■ Assigned task
In the data below, the answer is the run of lines from the line containing "of the green" through the line containing "of the girl", both included; print it exactly and nothing else.

■ Record excerpts
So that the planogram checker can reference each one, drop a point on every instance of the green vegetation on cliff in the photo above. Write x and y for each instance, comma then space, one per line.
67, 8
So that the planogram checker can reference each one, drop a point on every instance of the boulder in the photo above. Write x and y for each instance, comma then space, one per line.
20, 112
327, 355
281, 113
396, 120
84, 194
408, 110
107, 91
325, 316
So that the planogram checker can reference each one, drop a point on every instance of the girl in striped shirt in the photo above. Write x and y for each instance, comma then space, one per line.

* * *

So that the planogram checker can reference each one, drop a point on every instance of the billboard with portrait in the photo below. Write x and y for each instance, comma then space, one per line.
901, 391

==

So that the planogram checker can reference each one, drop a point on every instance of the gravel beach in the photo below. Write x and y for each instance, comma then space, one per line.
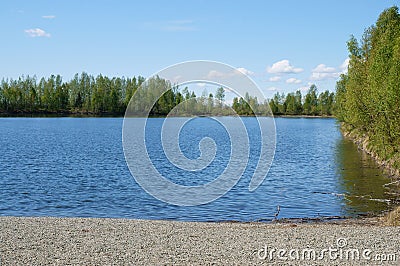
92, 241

■ Reply
So that the planogram checker can reference each one, drop a point on every instance of the green vegetation on cliff in the photo above. Write x and y for each instance, comma then space, one per line.
67, 8
So that the planogram checker can reference each one, drop a point on every instance of the boulder in the photo above. Write x and y for each instance, comma then space, one per line.
20, 112
327, 355
281, 113
396, 120
84, 194
408, 110
107, 91
325, 316
So that the planogram checker can reference each one, drop a point on every instance of the girl in striped shirt in the photo above. Write x and y for each instance, comma then space, one per line.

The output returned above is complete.